Poor man's zero downtime deployment setup using Traefik

Recently, I wrote two articles about using traefik as a reverse proxy. The first article discussed deploying a ASP.NET framework application and the second discussed deploying ASP.NET core applications.

In both cases, I demonstrated the following:

One of the things I didn’t discuss was how we could setup an architecture which allowed us to do zero-downtime deployments without any external help. By external help I mean taking the application instance out of the DNS pool, having another healthchecking process automatically taking it out of a load balancing pool or something like that. In this post, I discuss one way of achieving that. The ideas aren’t limited to ASP.NET applications, of course.

Background

Traefik’s api provides a way to query the current backends that are registered with the server. If we configure traefik to enable the API listener, we can query the endpoint http://localhost:<port>/api/providers/<provider>/backends to obtain a JSON response containing details of the currently registered backends. My suggested approach will use this API endpoint.

Approach

My approach assumes the following:

  1. You are using traefik native docker integration
  2. You have configured traefik healthcheck (and docker healthcheck)
  3. You are running a setup where you have a single instance of your application (excepting during deployment) behind a traefik container/host process

The following steps in order will give you a zero downtime deployment strategy when deploying docker containers with traefik as a reverse proxy and using native docker integration:

  1. Run the new container
  2. Wait till the new “server” is registered in traefik by polling the API endpoint
  3. Once (2) is completed, gracefully stop your old backend server container
  4. Wait till the old “server” has been deregistered in traefik by polling the API endpoint
  5. Kill the old container

Example

An example docker-compose file that you can use to experiment with the above idea is:

version: '3'

services:
  reverse-proxy:
    image: traefik # The official Traefik docker image
    command: --api --docker # Enables the web UI and tells Traefik to listen to docker
    ports:
      - "80:80"     # The HTTP port
      - "8080:8080" # The Web UI (enabled by --api)
    volumes:
      - /var/run/docker.sock:/var/run/docker.sock # So that Traefik can listen to the Docker events
  whoami:
    image: containous/whoami # A container that exposes an API to show its IP address
    labels:
      - "traefik.frontend.rule=Host:whoami.docker.localhost"
      - "traefik.backend=backend1"

  whoami-again:
    image: containous/whoami # A container that exposes an API to show its IP address
    labels:
      - "traefik.frontend.rule=Host:whoami.docker.localhost"
      - "traefik.site1.backend=backendsite1"

Run docker-compose up and go to http://localhost:8080/api/providers/docker/backends, we will get the three backends that’s configured:

{
  "backend-backend1": {
    "servers": {
      "server-traefik-demo-whoami-1-86460ec963c2-f0078ecb386e282a8fc546f06636ff94": {
        "url": "http:\/\/172.18.0.3:80",
        "weight": 1
      }
    },
    "loadBalancer": {
      "method": "wrr"
    }
  },
  "backend-reverse-proxy-traefik-demo": {
    "servers": {
      "server-traefik-demo-reverse-proxy-1-807284c2bf53-a4b9e1129a86189ee88fc1a031f0c65d": {
        "url": "http:\/\/172.18.0.4:80",
        "weight": 1
      }
    },
    "loadBalancer": {
      "method": "wrr"

→ **RECORD SET**
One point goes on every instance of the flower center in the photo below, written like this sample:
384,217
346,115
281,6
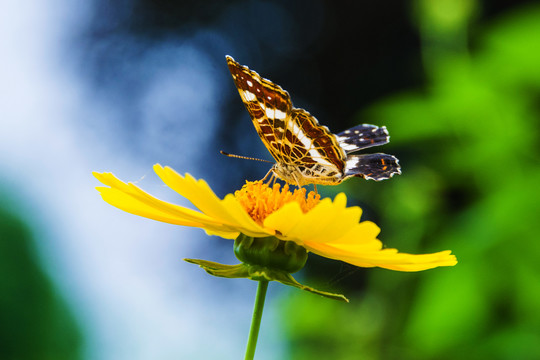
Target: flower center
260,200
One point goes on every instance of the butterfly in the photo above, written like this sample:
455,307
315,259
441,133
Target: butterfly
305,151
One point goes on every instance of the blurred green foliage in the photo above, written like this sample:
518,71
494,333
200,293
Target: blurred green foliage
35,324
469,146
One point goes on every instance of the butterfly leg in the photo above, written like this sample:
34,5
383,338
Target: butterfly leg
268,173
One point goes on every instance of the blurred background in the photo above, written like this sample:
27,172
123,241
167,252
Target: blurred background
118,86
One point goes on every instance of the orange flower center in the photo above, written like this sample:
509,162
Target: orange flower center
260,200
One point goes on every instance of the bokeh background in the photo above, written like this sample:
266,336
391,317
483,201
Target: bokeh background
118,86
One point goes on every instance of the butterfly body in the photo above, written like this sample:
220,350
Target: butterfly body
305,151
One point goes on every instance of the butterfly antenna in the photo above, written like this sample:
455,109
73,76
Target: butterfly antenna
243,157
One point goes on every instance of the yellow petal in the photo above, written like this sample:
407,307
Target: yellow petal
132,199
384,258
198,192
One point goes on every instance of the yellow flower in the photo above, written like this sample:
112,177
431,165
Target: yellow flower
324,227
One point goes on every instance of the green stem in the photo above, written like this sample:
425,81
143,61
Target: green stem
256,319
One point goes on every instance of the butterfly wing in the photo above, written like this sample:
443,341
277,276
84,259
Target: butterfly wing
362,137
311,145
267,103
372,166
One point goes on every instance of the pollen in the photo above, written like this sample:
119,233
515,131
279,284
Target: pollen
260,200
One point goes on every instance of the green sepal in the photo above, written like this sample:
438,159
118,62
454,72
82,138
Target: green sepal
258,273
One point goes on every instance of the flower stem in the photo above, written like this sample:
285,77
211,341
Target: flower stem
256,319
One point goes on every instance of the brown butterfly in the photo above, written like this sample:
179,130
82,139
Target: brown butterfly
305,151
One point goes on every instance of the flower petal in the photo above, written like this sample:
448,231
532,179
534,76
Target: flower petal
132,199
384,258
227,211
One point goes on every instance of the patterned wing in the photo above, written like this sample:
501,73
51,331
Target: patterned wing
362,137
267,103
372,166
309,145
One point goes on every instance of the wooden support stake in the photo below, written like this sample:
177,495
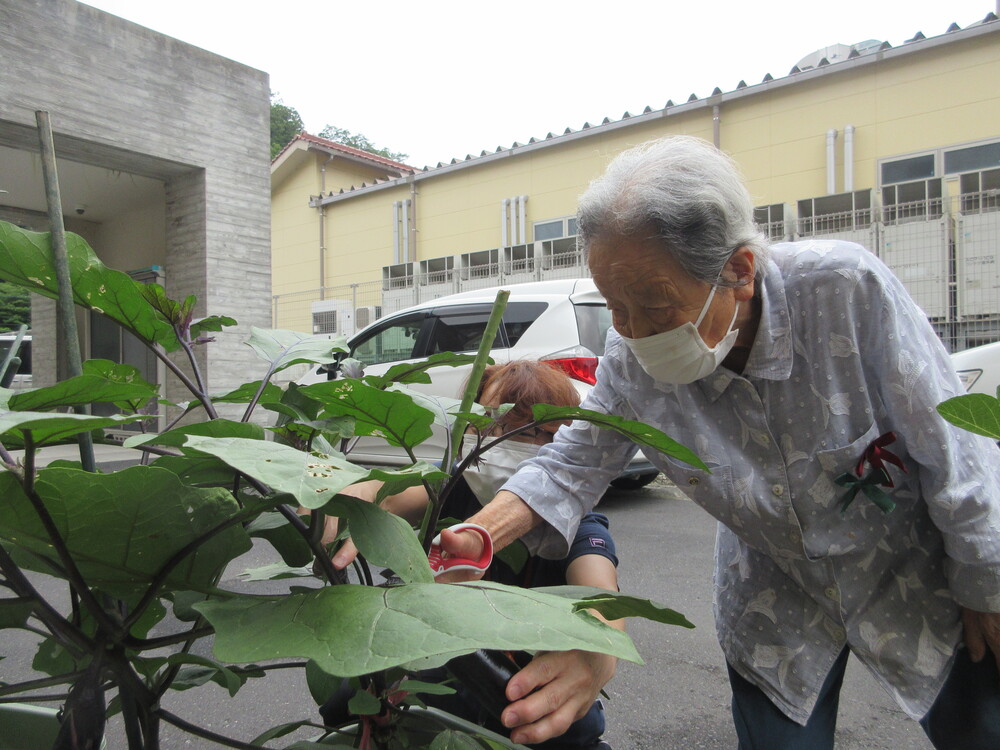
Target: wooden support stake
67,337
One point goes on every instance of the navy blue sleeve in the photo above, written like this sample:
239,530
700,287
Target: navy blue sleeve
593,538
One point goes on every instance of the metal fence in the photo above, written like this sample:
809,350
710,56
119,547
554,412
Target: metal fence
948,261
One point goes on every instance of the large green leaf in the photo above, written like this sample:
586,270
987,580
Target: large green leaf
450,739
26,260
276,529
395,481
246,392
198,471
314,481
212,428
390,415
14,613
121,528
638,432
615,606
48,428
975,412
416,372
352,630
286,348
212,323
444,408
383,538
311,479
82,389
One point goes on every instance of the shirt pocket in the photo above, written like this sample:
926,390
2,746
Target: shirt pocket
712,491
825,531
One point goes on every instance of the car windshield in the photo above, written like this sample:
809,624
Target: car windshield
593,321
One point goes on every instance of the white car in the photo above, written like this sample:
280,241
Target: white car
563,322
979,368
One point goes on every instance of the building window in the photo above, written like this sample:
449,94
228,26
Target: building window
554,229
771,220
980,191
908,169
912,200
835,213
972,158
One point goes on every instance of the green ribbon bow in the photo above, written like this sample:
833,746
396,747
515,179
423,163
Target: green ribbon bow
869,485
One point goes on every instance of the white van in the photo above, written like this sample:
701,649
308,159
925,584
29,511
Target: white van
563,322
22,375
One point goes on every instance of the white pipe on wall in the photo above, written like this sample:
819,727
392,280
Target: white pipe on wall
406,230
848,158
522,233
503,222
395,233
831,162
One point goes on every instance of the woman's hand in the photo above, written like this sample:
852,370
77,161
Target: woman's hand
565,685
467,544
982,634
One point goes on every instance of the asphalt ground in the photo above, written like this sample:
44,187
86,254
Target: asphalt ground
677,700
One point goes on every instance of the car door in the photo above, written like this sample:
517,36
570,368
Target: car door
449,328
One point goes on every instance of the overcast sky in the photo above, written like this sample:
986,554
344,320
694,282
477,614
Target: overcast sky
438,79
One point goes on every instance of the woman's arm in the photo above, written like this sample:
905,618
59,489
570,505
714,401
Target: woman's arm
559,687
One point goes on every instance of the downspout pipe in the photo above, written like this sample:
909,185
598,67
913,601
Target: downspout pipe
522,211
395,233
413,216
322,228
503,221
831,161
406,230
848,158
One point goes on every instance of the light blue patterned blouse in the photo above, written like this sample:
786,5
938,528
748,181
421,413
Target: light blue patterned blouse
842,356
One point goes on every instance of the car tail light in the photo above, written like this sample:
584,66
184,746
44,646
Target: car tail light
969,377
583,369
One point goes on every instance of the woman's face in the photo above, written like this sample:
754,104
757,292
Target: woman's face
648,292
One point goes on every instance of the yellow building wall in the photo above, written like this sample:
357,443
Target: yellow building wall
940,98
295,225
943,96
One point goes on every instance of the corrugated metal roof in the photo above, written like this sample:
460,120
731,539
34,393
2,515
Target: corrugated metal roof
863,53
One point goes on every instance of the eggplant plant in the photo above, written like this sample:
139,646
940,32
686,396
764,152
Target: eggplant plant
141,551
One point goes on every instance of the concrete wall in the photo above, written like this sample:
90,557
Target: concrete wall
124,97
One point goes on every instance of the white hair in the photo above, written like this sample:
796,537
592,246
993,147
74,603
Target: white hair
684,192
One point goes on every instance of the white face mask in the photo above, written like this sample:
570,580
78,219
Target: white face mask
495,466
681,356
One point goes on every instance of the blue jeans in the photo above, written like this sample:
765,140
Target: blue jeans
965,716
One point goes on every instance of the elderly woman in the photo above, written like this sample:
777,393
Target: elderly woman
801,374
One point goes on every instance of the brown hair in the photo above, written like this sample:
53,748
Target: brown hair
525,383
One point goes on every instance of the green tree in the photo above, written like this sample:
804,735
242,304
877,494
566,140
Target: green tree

→ **TASK SET**
1. Translate this sentence from the Traefik deployment article into Spanish: "Traefik’s api provides a way to query the current backends that are registered with the server."
2. According to the Traefik deployment article, what should be done right after gracefully stopping the old backend server container?

→ **EXPECTED ANSWERS**
1. La API de Traefik ofrece una forma de consultar los backends actuales que están registrados en el servidor.

2. Wait until the old "server" has been deregistered in traefik by polling the API endpoint.